*ФРАГМЕНТ ДОКУМЕНТА*
╔══
На самом деле единственной отправной точкой для гностика является ощущение того, что единственно чистым, что он берет как пример и к чему он стремится, является его собственное свидетельствующее сознание. Это свидетельствующее сознание внутри него горит, как пожар, требующий выхода, реализации, посвящения, трансформационного перехода в нестерпимое и находящееся за пределами всего Величие.

Выводом из этого конфликта является дуализм сознания и бытия, то есть разрыв между бытием и сознанием. С одной стороны, есть сущее, с другой стороны – сверкающая точка внутри него, которая представляет собой некий завет, задел, некое семя Величия, еще не реализованного в этой светящейся точке «тайного Я», которая горит и требует реализации в некоем визионе, сметающем всё, что обычно воспринимается органами чувств и обрабатывается понятийным аппаратом.

Первый выход, который гностик имеет в этом конфликте, – это то, что нужно начинать мыслить Великое как свободное от загрязнения сущим. Но что такое сущее? Нужно понять, в чем качество этого сущего, которое грязнит и пятнает?
╚══
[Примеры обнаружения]
╔══
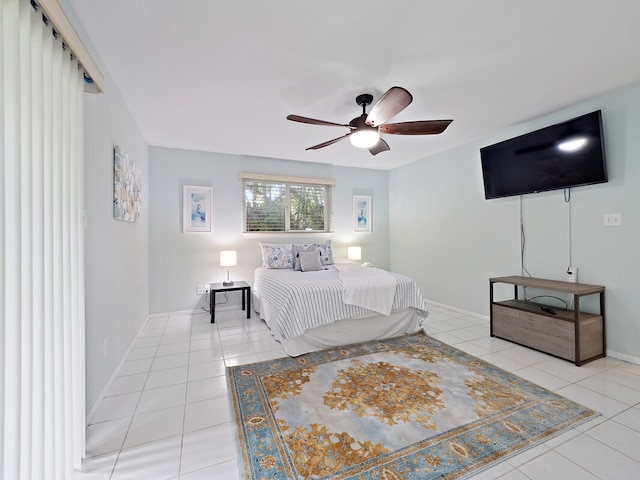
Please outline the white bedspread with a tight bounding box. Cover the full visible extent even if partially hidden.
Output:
[253,266,428,341]
[336,264,396,315]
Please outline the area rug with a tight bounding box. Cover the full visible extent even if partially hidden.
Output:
[227,333,596,480]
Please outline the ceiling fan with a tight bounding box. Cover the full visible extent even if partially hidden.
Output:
[287,87,453,155]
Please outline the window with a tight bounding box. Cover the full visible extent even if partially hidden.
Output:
[240,173,334,233]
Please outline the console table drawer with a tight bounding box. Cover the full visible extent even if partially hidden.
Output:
[492,301,604,363]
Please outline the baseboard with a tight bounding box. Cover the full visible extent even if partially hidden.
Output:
[85,314,151,425]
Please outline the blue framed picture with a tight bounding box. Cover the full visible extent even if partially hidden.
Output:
[182,185,213,232]
[353,195,371,232]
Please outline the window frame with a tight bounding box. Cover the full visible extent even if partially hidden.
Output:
[238,172,336,235]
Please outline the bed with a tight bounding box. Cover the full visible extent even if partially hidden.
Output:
[253,242,428,356]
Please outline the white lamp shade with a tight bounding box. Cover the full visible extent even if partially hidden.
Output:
[220,250,238,267]
[347,247,362,260]
[349,128,380,148]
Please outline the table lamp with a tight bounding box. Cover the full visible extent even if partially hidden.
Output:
[347,247,362,260]
[220,250,238,286]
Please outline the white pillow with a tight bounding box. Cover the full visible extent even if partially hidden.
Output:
[315,240,334,265]
[292,243,322,272]
[298,251,322,272]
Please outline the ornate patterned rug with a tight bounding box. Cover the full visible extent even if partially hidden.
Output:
[227,333,597,480]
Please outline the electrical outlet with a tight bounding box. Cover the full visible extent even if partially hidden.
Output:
[567,267,578,283]
[604,213,622,227]
[102,337,109,358]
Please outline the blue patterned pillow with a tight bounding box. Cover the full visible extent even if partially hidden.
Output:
[260,243,293,268]
[315,240,334,265]
[292,243,316,272]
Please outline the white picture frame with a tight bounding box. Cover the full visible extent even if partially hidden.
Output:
[113,145,142,223]
[353,195,371,232]
[182,185,213,233]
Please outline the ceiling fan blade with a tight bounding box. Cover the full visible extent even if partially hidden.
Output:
[369,138,391,155]
[305,132,351,150]
[287,115,353,128]
[367,87,413,127]
[380,120,453,135]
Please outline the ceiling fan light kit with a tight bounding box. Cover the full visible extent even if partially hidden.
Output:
[287,87,453,155]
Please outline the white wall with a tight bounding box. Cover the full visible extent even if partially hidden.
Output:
[85,78,149,412]
[149,147,389,313]
[389,85,640,361]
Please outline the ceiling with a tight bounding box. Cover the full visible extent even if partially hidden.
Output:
[60,0,640,169]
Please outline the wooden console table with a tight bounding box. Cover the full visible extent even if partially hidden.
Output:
[489,276,606,366]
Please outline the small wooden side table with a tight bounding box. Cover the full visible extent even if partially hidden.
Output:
[209,281,251,323]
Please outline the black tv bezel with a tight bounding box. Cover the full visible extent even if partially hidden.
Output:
[480,110,609,200]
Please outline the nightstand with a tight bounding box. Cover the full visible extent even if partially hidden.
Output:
[209,282,251,323]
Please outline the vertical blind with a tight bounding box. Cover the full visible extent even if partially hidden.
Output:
[0,0,85,479]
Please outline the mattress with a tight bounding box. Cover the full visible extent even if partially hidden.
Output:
[253,266,428,345]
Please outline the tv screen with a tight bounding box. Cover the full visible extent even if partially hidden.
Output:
[480,110,607,199]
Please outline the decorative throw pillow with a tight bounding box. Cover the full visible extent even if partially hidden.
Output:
[292,244,319,272]
[316,240,334,265]
[298,251,322,272]
[260,243,293,268]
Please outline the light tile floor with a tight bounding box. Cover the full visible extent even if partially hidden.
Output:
[75,306,640,480]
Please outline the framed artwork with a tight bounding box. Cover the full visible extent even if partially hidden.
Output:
[113,146,142,223]
[182,185,213,232]
[353,195,371,232]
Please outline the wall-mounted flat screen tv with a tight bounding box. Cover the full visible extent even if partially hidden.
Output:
[480,110,607,199]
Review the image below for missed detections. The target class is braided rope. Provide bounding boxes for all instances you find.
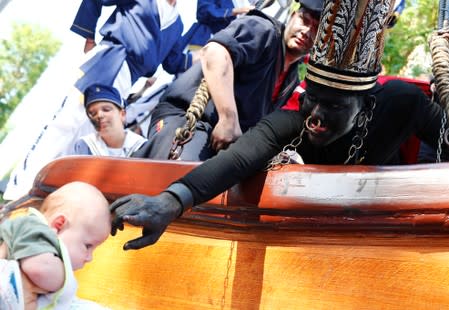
[0,194,43,223]
[176,78,209,141]
[168,78,210,159]
[429,32,449,112]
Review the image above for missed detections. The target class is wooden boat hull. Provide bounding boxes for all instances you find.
[76,227,449,310]
[25,157,449,309]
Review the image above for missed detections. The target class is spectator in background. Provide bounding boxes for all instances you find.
[135,0,323,161]
[74,85,147,157]
[5,0,198,199]
[185,0,254,50]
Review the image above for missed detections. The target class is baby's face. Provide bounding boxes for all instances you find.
[59,218,111,270]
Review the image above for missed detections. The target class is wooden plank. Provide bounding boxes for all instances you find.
[76,227,449,310]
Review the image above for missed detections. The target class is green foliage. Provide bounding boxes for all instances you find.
[0,24,61,141]
[382,0,438,75]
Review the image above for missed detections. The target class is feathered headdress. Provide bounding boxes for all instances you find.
[306,0,394,92]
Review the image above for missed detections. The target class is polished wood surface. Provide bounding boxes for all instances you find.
[31,156,449,233]
[31,157,449,309]
[76,227,449,310]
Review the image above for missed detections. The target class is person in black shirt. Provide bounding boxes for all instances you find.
[111,0,449,250]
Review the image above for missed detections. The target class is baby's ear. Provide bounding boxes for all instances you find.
[50,214,68,233]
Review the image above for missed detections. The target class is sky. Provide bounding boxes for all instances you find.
[0,0,196,189]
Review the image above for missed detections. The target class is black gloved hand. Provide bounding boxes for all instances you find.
[109,192,182,250]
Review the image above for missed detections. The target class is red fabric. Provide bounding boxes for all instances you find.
[282,81,306,111]
[377,75,432,164]
[271,71,287,102]
[282,75,432,164]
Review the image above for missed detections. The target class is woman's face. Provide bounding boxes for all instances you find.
[301,90,363,146]
[87,101,125,136]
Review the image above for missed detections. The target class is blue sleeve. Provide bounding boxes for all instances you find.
[209,16,279,68]
[196,0,235,27]
[162,44,192,74]
[71,139,92,155]
[70,0,102,39]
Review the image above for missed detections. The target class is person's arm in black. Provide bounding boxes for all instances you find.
[111,110,304,250]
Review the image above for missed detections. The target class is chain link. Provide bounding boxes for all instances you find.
[436,111,447,163]
[264,126,306,171]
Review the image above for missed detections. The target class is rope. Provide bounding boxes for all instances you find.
[168,78,210,159]
[429,32,449,112]
[0,194,43,223]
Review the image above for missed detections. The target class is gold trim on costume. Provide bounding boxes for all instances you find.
[307,63,377,83]
[306,73,376,91]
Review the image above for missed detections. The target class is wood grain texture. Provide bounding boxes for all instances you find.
[76,227,449,309]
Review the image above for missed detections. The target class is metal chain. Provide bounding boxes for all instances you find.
[264,126,306,171]
[343,100,376,165]
[436,111,447,163]
[168,78,210,160]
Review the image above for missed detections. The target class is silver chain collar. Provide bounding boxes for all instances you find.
[264,126,306,171]
[264,100,374,171]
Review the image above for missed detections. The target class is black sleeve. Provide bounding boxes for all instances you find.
[408,82,449,161]
[209,16,280,67]
[177,110,304,205]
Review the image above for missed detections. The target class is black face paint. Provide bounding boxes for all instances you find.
[301,90,363,146]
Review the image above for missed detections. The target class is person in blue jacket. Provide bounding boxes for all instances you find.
[186,0,254,49]
[70,0,199,98]
[133,0,323,161]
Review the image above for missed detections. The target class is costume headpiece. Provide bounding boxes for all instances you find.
[306,0,394,93]
[84,85,125,109]
[296,0,324,16]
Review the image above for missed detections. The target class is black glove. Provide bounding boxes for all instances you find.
[109,192,183,250]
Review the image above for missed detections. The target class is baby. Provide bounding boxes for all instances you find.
[0,182,111,310]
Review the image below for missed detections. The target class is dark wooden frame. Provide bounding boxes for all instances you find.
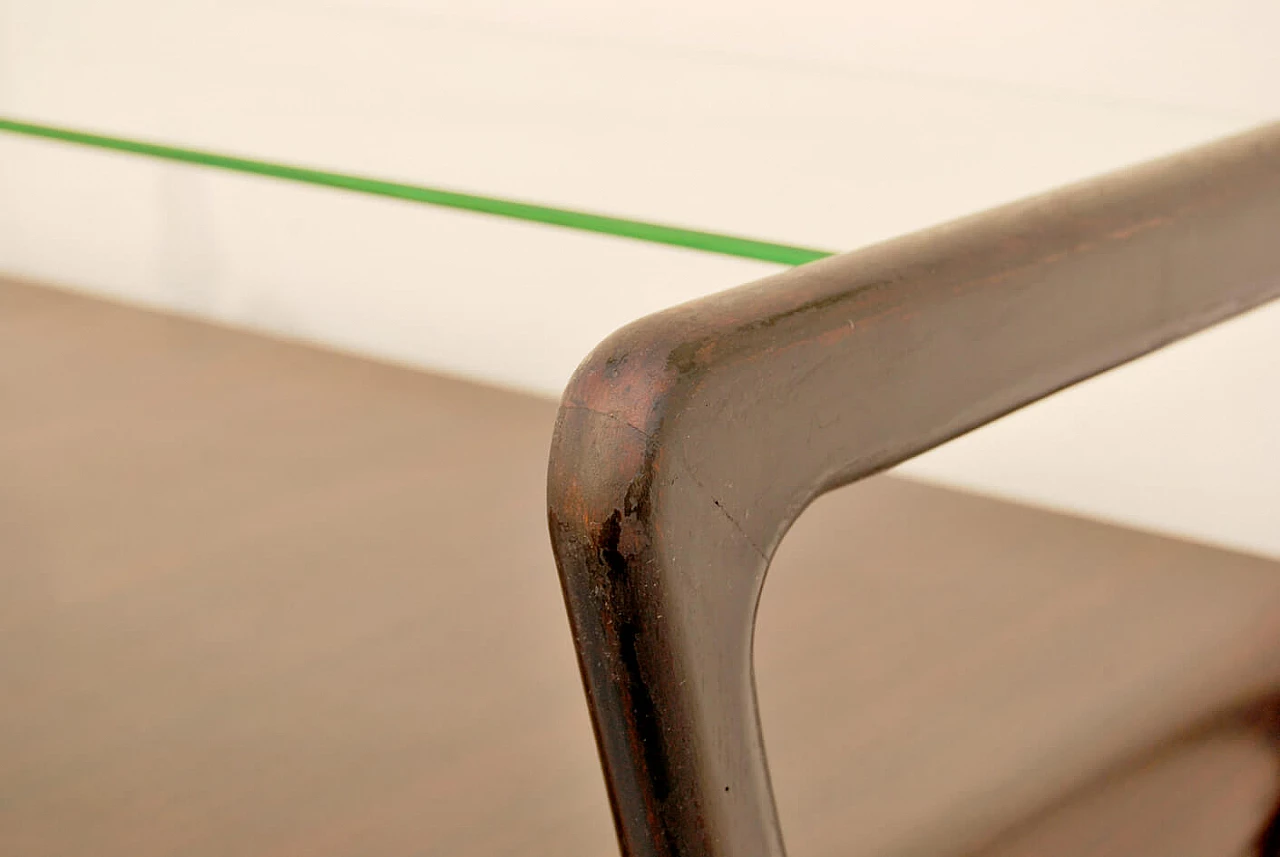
[548,124,1280,857]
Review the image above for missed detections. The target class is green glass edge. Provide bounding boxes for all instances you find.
[0,116,832,265]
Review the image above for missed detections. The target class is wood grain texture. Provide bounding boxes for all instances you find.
[0,283,1280,857]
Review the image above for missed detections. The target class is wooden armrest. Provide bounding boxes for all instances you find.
[548,125,1280,857]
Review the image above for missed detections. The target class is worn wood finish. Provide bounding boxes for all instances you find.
[0,283,1280,857]
[548,125,1280,857]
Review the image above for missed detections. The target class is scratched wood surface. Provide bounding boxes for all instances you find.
[0,283,1280,857]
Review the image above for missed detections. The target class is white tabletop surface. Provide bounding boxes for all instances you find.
[0,0,1280,556]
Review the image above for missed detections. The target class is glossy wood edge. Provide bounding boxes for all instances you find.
[548,124,1280,857]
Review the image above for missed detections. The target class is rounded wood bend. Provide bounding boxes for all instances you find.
[548,124,1280,857]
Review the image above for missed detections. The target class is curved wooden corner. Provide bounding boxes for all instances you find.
[548,125,1280,857]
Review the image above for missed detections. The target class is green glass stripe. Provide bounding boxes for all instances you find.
[0,118,831,265]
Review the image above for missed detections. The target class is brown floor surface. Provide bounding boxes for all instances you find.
[0,283,1280,857]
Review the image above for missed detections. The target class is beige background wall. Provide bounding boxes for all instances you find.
[0,0,1280,556]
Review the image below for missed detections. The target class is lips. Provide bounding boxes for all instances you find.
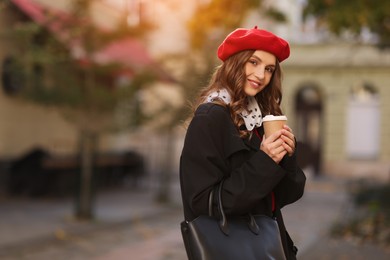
[248,79,261,88]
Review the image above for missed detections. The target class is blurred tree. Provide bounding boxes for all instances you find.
[303,0,390,47]
[188,0,286,49]
[2,0,156,219]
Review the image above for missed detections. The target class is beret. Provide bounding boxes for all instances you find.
[218,26,290,62]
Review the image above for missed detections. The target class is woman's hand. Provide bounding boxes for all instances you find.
[260,125,295,163]
[280,125,295,156]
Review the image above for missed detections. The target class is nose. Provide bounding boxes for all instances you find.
[255,66,265,80]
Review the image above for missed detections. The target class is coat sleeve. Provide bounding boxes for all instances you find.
[274,143,306,208]
[180,105,292,219]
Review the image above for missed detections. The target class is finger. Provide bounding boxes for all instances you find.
[280,135,295,148]
[283,125,292,133]
[282,129,294,139]
[266,130,283,143]
[283,143,294,155]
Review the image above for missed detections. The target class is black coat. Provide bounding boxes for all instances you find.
[180,103,306,259]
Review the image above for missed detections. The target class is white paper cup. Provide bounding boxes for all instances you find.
[263,115,287,138]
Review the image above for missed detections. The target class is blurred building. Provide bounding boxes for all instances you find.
[0,0,390,183]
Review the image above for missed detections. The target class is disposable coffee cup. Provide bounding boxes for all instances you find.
[263,115,287,138]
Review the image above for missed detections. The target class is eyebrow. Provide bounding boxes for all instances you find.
[251,54,276,67]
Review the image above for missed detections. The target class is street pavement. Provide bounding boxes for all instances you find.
[0,178,390,260]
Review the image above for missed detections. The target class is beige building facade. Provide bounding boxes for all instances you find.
[283,44,390,180]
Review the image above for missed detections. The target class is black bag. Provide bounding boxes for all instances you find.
[181,182,286,260]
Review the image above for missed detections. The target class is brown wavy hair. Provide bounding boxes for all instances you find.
[195,50,282,138]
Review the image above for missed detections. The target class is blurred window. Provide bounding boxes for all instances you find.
[346,83,380,159]
[1,56,24,95]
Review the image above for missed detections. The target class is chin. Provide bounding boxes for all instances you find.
[244,89,261,97]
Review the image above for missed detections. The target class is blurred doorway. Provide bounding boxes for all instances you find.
[346,83,380,160]
[295,84,323,176]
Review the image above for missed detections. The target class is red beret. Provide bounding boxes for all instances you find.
[218,26,290,62]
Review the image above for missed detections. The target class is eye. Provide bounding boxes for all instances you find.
[248,59,258,66]
[265,67,275,74]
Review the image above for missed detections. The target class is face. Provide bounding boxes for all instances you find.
[244,50,276,97]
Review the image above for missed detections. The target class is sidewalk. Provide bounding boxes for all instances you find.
[0,186,174,253]
[0,178,390,260]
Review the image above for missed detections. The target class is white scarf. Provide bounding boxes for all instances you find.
[206,89,263,131]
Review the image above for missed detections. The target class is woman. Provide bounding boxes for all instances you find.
[180,27,306,259]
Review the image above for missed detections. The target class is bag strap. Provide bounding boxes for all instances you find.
[209,180,260,236]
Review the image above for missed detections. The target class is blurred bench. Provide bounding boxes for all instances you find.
[6,148,145,196]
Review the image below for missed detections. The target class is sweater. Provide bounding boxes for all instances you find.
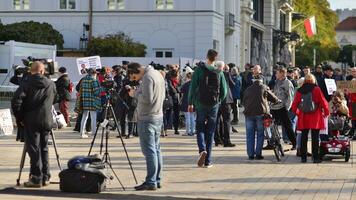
[136,66,166,121]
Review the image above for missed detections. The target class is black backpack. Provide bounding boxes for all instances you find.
[199,65,220,106]
[298,92,317,113]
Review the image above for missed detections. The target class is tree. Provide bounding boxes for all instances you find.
[0,21,64,49]
[293,0,340,66]
[86,32,146,57]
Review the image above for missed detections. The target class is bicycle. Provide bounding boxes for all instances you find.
[263,114,284,162]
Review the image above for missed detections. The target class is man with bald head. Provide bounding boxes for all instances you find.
[11,61,57,187]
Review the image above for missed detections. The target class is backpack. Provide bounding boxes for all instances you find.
[199,65,220,106]
[298,92,317,113]
[68,82,74,93]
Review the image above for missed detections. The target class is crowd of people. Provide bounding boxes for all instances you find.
[12,49,356,190]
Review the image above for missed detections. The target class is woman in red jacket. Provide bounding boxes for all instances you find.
[292,74,329,163]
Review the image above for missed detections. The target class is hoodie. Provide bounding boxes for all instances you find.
[11,74,57,131]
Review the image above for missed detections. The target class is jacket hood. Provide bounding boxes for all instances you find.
[298,83,316,94]
[28,74,50,89]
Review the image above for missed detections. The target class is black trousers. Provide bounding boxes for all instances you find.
[25,126,51,183]
[271,107,296,147]
[214,104,231,145]
[173,101,180,132]
[300,129,320,160]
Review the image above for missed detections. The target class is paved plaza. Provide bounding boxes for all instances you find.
[0,104,356,200]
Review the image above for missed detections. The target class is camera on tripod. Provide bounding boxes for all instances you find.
[20,56,58,75]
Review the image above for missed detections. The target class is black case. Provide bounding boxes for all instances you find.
[59,169,106,193]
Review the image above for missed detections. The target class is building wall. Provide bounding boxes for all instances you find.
[336,9,356,22]
[0,0,240,63]
[336,31,356,46]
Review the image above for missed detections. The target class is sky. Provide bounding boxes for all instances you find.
[328,0,356,10]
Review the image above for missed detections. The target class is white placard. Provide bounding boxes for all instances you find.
[77,56,101,74]
[325,78,337,95]
[0,109,14,135]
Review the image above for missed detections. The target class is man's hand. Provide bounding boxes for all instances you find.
[188,105,194,112]
[129,89,136,97]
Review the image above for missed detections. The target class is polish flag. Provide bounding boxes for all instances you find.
[304,16,316,37]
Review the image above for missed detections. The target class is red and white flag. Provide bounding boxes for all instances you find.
[304,16,316,37]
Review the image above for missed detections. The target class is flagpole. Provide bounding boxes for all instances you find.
[313,48,316,67]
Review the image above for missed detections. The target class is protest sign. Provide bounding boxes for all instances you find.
[325,78,337,95]
[77,56,101,74]
[336,80,356,93]
[0,109,14,135]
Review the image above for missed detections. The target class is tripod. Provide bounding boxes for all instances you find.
[88,98,138,190]
[16,130,62,186]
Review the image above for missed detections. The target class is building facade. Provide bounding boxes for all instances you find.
[0,0,241,63]
[240,0,293,77]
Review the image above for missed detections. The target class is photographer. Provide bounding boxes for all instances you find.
[127,63,165,190]
[11,61,57,187]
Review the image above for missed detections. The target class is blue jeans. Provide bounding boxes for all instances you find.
[137,119,163,186]
[196,104,220,165]
[184,112,195,135]
[245,116,264,157]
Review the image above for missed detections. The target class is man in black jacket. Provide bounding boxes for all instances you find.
[11,61,57,187]
[56,67,72,127]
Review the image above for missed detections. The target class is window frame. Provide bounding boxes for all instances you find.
[107,0,126,10]
[58,0,77,10]
[155,0,174,10]
[12,0,30,10]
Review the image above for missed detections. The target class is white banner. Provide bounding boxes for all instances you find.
[325,78,337,95]
[0,109,14,135]
[77,56,101,75]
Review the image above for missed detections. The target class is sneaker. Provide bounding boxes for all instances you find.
[197,151,208,167]
[255,155,265,160]
[224,143,236,147]
[135,183,157,191]
[24,180,42,188]
[204,163,213,168]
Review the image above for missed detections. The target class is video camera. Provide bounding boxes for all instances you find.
[20,56,58,75]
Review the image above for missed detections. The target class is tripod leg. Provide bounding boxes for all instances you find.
[105,153,126,191]
[16,143,26,186]
[109,105,138,184]
[50,131,62,171]
[88,123,100,156]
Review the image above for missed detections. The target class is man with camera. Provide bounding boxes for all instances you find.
[11,61,57,187]
[127,63,165,190]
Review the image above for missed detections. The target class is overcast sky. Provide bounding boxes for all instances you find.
[328,0,356,10]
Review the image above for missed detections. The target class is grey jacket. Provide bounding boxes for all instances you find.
[271,78,294,110]
[136,66,166,121]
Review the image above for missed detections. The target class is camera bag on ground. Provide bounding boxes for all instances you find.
[59,156,108,193]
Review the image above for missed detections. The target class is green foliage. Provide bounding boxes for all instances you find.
[0,21,64,49]
[86,32,146,57]
[293,0,340,66]
[338,45,356,67]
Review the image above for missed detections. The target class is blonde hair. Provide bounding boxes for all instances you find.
[304,74,316,84]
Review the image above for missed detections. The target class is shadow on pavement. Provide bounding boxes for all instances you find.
[0,187,214,200]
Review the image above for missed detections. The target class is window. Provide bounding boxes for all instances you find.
[108,0,125,10]
[59,0,76,10]
[252,0,264,23]
[14,0,30,10]
[156,0,173,10]
[156,49,173,58]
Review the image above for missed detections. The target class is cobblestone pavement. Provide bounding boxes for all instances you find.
[0,102,356,200]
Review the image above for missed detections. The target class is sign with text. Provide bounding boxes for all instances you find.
[0,109,14,135]
[325,78,337,95]
[336,80,356,93]
[77,56,101,75]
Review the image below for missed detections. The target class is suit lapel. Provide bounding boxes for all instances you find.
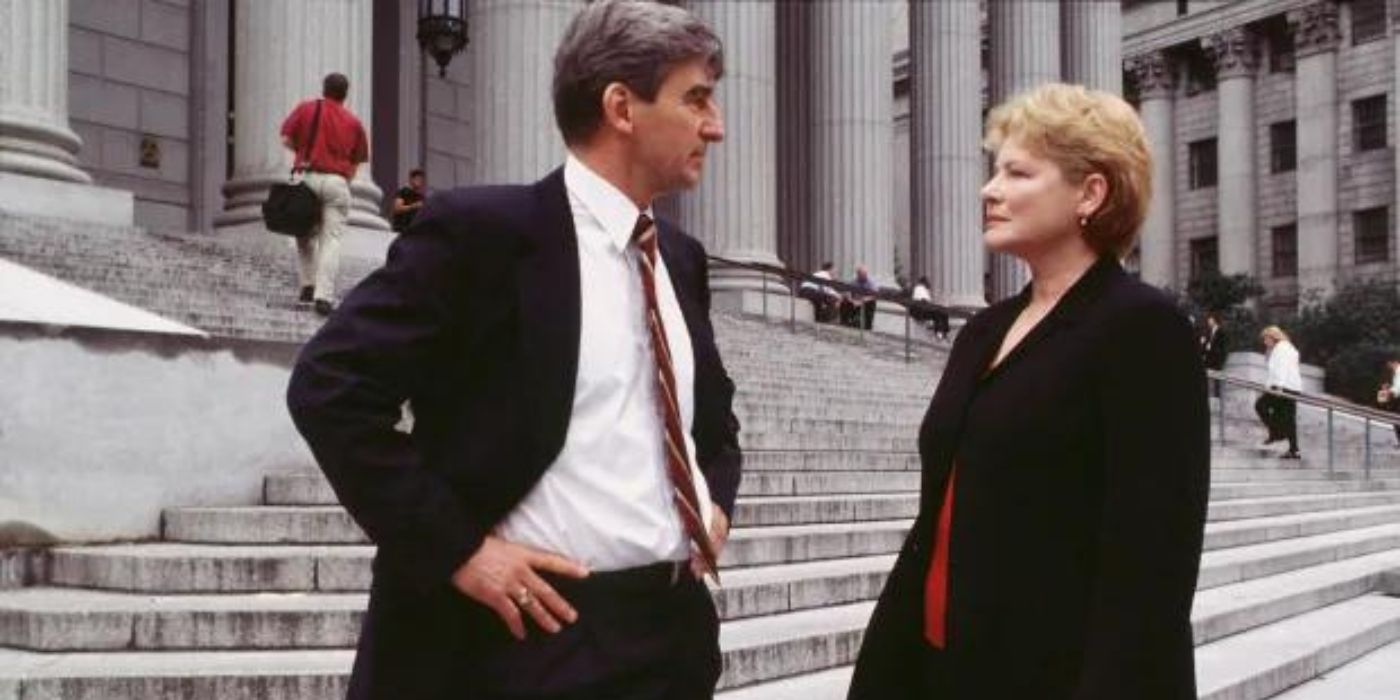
[517,168,582,463]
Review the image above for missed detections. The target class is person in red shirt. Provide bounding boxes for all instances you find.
[281,73,370,316]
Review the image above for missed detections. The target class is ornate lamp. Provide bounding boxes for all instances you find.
[419,0,466,76]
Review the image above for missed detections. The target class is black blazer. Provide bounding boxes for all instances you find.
[850,260,1210,700]
[1201,328,1229,370]
[287,169,741,699]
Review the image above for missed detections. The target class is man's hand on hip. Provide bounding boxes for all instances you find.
[690,504,729,578]
[452,535,588,640]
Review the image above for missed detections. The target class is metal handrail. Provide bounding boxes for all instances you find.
[1205,370,1400,479]
[707,255,980,363]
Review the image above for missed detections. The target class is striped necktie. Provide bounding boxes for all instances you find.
[631,214,720,581]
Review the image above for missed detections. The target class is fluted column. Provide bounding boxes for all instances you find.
[987,0,1061,301]
[1128,52,1176,287]
[678,0,783,304]
[467,0,582,185]
[0,0,92,183]
[909,0,986,307]
[808,0,895,284]
[1288,1,1341,293]
[214,0,389,231]
[1201,27,1259,274]
[774,1,823,272]
[1060,0,1123,94]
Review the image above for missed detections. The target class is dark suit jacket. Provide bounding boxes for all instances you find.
[1201,328,1229,370]
[287,169,741,699]
[850,260,1210,700]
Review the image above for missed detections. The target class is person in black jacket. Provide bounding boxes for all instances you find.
[1201,311,1229,371]
[287,0,741,700]
[850,84,1210,700]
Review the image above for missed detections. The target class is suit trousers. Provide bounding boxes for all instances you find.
[469,564,721,700]
[297,172,350,301]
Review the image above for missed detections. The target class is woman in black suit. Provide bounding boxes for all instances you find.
[850,84,1210,700]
╚══
*ЧТО НУЖНО СДЕЛАТЬ*
Перепечатайте фрагмент документа о гностике целиком, ничего в нем не меняя. Строки к этому заданию отношения не имеют.

*ПРАВИЛЬНЫЙ ОТВЕТ*
На самом деле единственной отправной точкой для гностика является ощущение того, что единственно чистым, что он берет как пример и к чему он стремится, является его собственное свидетельствующее сознание. Это свидетельствующее сознание внутри него горит, как пожар, требующий выхода, реализации, посвящения, трансформационного перехода в нестерпимое и находящееся за пределами всего Величие.

Выводом из этого конфликта является дуализм сознания и бытия, то есть разрыв между бытием и сознанием. С одной стороны, есть сущее, с другой стороны – сверкающая точка внутри него, которая представляет собой некий завет, задел, некое семя Величия, еще не реализованного в этой светящейся точке «тайного Я», которая горит и требует реализации в некоем визионе, сметающем всё, что обычно воспринимается органами чувств и обрабатывается понятийным аппаратом.

Первый выход, который гностик имеет в этом конфликте, – это то, что нужно начинать мыслить Великое как свободное от загрязнения сущим. Но что такое сущее? Нужно понять, в чем качество этого сущего, которое грязнит и пятнает?